■ TASK TO COMPLETE: Could you count the lines in the entries beneath that hold the word "tree"? Respond with the number alone.

■ RECORD EXTRACTS:

▼

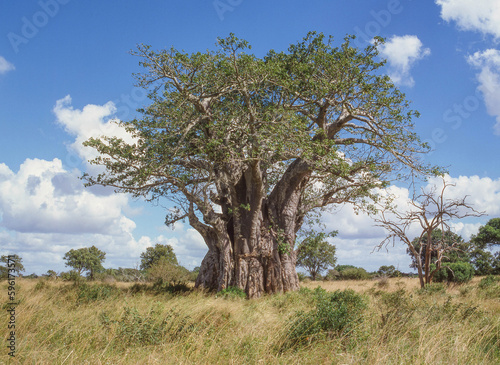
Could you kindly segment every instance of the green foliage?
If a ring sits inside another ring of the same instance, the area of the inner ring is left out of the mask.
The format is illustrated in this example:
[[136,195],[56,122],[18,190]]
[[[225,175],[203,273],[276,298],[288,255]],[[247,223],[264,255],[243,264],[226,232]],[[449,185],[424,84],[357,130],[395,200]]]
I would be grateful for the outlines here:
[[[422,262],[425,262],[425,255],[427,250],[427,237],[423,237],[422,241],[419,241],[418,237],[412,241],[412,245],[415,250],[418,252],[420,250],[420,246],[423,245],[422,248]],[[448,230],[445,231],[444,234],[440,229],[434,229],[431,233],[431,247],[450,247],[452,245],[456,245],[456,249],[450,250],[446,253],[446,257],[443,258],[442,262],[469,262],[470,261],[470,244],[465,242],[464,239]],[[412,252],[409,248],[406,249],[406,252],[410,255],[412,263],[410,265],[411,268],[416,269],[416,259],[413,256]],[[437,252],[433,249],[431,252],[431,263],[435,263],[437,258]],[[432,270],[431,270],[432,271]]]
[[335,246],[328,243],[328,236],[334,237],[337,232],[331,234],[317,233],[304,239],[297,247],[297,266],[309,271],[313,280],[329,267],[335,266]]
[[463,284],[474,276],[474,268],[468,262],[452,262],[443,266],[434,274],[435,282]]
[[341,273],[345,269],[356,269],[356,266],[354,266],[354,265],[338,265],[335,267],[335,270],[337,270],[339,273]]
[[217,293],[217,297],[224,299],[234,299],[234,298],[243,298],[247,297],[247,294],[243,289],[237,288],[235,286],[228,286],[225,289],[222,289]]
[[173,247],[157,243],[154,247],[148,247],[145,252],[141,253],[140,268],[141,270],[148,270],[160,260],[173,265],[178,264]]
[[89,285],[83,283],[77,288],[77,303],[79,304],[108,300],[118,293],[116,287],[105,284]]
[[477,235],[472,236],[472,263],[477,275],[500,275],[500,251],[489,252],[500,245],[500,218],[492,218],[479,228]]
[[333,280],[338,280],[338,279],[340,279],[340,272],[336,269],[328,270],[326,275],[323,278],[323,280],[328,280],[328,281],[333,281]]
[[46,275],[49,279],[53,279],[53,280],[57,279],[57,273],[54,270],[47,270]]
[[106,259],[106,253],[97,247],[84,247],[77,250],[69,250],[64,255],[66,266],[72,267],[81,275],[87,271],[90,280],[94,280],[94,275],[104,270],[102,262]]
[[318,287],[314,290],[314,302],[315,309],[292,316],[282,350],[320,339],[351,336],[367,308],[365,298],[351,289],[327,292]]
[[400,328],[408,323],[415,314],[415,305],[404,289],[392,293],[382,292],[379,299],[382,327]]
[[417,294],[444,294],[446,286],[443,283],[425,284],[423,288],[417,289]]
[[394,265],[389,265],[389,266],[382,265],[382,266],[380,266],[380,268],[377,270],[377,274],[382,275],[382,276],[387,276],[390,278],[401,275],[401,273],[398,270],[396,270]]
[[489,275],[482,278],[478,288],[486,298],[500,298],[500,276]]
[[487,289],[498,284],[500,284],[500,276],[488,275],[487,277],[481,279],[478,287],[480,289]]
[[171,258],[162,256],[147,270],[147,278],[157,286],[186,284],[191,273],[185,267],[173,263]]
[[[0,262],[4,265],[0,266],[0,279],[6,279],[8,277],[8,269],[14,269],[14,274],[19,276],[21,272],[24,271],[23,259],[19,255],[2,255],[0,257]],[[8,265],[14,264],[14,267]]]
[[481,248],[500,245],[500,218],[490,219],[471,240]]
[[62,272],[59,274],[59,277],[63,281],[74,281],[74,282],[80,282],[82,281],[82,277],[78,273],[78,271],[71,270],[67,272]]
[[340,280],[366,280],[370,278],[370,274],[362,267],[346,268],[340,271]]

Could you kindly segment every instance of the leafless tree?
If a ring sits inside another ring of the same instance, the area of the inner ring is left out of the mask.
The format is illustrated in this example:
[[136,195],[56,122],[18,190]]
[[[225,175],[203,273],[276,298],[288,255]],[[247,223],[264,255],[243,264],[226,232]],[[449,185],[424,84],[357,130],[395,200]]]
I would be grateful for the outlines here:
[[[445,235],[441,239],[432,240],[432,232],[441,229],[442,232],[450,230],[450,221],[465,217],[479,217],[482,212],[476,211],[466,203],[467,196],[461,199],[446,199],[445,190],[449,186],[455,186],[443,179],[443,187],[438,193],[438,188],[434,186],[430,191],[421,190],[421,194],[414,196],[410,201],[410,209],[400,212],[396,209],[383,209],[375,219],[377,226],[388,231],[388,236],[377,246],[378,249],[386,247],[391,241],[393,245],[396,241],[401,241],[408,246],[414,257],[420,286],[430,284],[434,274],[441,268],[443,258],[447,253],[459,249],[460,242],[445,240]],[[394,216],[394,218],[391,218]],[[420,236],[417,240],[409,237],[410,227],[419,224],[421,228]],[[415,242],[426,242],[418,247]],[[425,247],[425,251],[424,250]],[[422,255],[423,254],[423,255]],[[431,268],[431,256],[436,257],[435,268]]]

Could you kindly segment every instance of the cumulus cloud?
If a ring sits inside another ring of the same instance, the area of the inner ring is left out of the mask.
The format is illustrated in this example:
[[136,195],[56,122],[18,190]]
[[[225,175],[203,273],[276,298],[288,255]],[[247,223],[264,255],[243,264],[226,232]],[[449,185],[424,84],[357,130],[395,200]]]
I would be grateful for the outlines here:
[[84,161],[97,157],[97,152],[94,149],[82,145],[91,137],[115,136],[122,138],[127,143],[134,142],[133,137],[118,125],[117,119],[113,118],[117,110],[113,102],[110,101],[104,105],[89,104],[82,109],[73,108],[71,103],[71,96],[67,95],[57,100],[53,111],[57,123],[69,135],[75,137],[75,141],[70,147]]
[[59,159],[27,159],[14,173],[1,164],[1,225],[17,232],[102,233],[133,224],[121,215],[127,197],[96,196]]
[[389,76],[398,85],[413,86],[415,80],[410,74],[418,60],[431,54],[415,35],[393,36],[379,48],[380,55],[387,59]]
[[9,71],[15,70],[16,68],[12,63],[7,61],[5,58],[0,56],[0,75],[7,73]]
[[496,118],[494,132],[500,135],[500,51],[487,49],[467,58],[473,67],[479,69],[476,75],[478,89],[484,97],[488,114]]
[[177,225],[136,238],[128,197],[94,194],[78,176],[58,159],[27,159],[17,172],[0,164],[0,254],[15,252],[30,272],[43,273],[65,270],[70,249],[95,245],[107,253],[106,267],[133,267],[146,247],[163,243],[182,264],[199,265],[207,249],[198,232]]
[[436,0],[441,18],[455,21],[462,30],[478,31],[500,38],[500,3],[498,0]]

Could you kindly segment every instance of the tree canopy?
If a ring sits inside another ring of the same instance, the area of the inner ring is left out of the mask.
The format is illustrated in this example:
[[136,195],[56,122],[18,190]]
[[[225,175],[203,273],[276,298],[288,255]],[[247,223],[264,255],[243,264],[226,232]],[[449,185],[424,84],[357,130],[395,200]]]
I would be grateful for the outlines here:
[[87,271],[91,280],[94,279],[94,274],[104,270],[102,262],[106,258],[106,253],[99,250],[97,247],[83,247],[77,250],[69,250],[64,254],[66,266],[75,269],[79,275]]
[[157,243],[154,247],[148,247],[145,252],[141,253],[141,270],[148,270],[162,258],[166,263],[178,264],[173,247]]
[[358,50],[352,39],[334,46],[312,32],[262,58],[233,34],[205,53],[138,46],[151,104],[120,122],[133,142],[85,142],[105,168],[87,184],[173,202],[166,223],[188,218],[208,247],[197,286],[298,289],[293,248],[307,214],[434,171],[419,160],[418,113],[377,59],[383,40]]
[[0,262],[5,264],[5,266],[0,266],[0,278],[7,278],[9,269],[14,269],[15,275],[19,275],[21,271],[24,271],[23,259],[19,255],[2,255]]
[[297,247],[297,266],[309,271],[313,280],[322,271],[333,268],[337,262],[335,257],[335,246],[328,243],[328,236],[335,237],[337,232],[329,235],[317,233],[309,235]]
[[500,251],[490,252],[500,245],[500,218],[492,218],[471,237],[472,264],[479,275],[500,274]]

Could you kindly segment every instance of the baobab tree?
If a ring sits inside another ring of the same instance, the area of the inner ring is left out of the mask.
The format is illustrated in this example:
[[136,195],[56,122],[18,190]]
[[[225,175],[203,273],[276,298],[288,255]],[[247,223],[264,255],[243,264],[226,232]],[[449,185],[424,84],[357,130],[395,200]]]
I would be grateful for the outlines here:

▲

■ TASK ANSWER: 3